§ Description of the task:
Among the entries below, find the lines holding "striped" and copy them.

Photo-based referring expression data
_ _ _ _ _ _ _

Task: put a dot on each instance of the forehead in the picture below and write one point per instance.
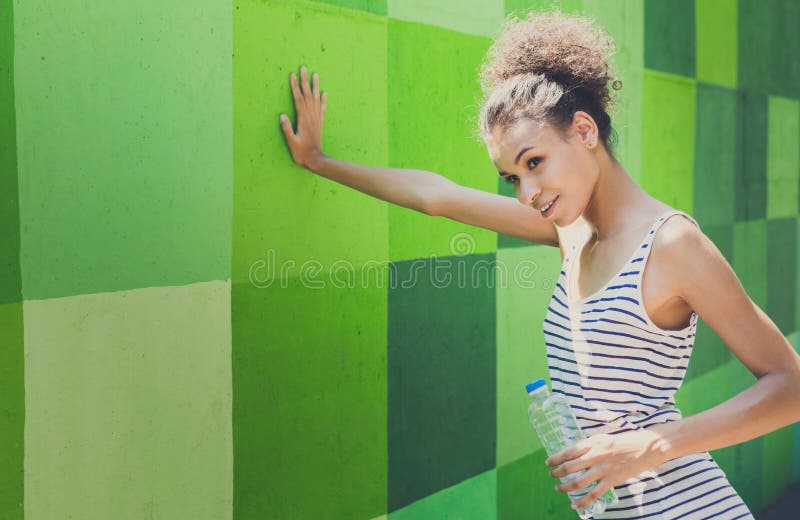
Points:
(522, 134)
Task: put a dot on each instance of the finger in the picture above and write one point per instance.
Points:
(299, 102)
(286, 126)
(581, 481)
(304, 83)
(566, 455)
(596, 492)
(315, 89)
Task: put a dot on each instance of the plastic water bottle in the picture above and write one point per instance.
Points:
(557, 428)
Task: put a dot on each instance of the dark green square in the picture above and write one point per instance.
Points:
(525, 490)
(442, 374)
(751, 156)
(754, 46)
(372, 6)
(669, 36)
(715, 169)
(784, 32)
(782, 272)
(10, 280)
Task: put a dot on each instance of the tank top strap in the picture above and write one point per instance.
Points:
(651, 235)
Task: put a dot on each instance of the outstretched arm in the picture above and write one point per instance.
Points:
(420, 190)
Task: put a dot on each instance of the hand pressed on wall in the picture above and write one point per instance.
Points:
(609, 460)
(306, 144)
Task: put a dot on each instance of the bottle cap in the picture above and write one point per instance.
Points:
(530, 387)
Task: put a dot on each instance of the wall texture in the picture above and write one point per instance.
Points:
(194, 327)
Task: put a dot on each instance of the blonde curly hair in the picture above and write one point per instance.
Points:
(544, 67)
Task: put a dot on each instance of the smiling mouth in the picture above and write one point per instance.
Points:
(549, 205)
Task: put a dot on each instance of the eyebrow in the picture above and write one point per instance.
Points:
(519, 155)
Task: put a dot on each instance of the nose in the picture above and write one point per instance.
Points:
(529, 191)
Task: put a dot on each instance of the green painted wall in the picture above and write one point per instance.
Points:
(194, 327)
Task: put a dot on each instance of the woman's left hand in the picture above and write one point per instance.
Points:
(608, 459)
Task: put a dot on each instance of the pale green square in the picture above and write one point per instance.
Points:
(128, 405)
(777, 474)
(668, 114)
(521, 6)
(472, 499)
(783, 156)
(478, 17)
(750, 258)
(124, 144)
(624, 22)
(433, 87)
(716, 34)
(283, 214)
(525, 282)
(704, 392)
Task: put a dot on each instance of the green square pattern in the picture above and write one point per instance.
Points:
(124, 145)
(477, 17)
(669, 36)
(283, 214)
(442, 374)
(668, 106)
(783, 156)
(128, 404)
(432, 85)
(526, 280)
(310, 386)
(716, 37)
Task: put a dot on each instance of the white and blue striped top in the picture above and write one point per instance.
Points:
(619, 371)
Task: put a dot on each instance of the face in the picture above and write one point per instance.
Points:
(542, 167)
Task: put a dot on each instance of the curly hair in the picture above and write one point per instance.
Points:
(544, 68)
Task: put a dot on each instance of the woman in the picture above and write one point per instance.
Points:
(618, 339)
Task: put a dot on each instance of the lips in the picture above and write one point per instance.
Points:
(548, 203)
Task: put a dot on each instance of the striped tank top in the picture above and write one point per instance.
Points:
(619, 371)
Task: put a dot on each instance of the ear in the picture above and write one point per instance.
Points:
(585, 127)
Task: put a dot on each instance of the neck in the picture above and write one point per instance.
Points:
(615, 202)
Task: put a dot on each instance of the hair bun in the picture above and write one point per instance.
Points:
(571, 50)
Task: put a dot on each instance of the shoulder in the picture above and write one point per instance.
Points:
(684, 253)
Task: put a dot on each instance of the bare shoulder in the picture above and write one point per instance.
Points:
(686, 257)
(678, 236)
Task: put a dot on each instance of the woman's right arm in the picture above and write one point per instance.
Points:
(420, 190)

_ _ _ _ _ _ _

§ Response to this task:
Task: put a dot on each instance of the white and blue striped top in the picture above and write one point per instance.
Task: put a dot on each instance of the striped tank top in the picture above and write one point per instance.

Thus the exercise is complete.